- _WORK TO DO_:
Can you give all of these lines again, swapping "one dot per instance" for "one point per instance" everywhere and changing nothing else? Leave the pictures out of your answer.
──────── DATA SECTION ────────
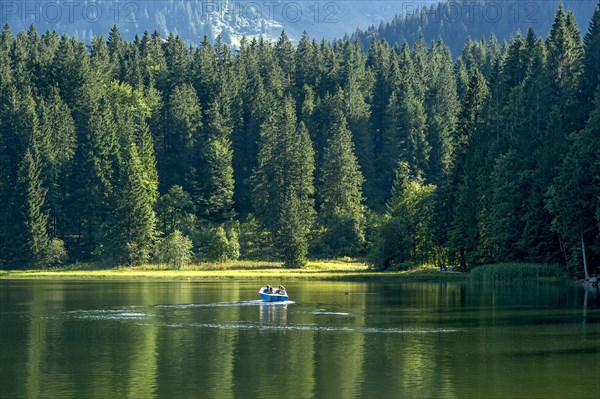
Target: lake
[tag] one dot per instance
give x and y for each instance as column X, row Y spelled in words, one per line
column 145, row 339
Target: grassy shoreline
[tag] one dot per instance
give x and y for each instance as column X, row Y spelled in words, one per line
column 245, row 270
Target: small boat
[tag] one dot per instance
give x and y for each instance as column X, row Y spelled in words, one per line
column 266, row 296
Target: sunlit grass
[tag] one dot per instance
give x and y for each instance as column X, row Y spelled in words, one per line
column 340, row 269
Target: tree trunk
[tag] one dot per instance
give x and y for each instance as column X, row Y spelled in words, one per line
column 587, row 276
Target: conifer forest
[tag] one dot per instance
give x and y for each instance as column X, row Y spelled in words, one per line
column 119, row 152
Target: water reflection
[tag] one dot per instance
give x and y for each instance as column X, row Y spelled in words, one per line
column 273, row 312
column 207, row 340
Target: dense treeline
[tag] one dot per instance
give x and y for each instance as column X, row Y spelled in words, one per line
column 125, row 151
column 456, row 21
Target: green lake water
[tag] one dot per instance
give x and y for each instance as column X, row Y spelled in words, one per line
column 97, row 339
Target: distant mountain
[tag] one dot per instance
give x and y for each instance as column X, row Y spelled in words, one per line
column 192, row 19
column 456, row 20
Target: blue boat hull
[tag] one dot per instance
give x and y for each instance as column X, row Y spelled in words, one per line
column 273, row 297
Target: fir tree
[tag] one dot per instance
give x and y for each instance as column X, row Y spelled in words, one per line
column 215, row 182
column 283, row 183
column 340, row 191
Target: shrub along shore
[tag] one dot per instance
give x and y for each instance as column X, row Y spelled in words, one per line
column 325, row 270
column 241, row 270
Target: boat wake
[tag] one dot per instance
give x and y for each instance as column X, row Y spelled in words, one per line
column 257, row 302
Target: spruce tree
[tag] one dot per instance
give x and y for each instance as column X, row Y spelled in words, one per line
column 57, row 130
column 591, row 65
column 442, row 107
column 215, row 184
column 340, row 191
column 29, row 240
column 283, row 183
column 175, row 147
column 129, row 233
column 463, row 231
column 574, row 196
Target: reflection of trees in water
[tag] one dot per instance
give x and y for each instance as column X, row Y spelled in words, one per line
────────
- _EXERCISE ANSWER_:
Target: lake
[tag] one point per instance
give x and y for each instance as column X, row Y spelled in words, one per line
column 145, row 339
Target: grassy shoreline
[tag] one point per instance
give x and y for each instance as column X, row Y spelled in words, one per line
column 245, row 270
Target: small boat
[tag] one point per instance
give x and y for each instance as column X, row Y spelled in words, one per line
column 266, row 296
Target: sunlit grass
[tag] one point per instance
give x and y for each instance as column X, row Y spelled in words, one per line
column 340, row 269
Target: tree trunk
[tag] one point per instance
give x and y for each instance as column X, row Y spelled in words, one per line
column 587, row 276
Target: conifer forest
[tag] one point per instance
give x and y for each instance as column X, row Y spelled in words, one per line
column 119, row 152
Target: water reflection
[tag] one point per instance
give x and y for each instance as column X, row Y spelled in words, one per line
column 273, row 312
column 207, row 340
Target: dense treeline
[tag] one point per instance
give x and y for each instance as column X, row Y spelled in words, one per line
column 125, row 151
column 456, row 21
Target: green lake water
[tag] one point per instance
give x and y for each instance as column X, row Y spelled in words, one per line
column 97, row 339
Target: distant mountain
[tag] one point per instance
give x and y for each instance as column X, row Y spelled in words, one per line
column 192, row 19
column 456, row 20
Target: blue boat hull
[tag] one point per instance
give x and y for each instance as column X, row Y spelled in words, one per line
column 273, row 297
Target: fir tree
[tag] one point per instance
give x and y for each instance as column X, row Y spelled in words, one per line
column 215, row 182
column 283, row 183
column 340, row 191
Target: shrub along shore
[tag] one point per instance
give x and y for each instance as column X, row Y spelled in words, one per line
column 325, row 270
column 241, row 270
Target: boat wake
[tag] one point per instance
give x and y for each instance as column X, row Y spelled in words, one per line
column 257, row 302
Target: spruce tree
[tag] one point per instance
give x and y for each instance as column X, row Y spelled in words, one per line
column 57, row 130
column 591, row 65
column 442, row 107
column 215, row 184
column 340, row 191
column 29, row 240
column 283, row 183
column 175, row 147
column 129, row 233
column 463, row 231
column 574, row 196
Target: reflection of trees in water
[tag] one point per instance
give x and y for each instance as column X, row Y spelled in words, one per line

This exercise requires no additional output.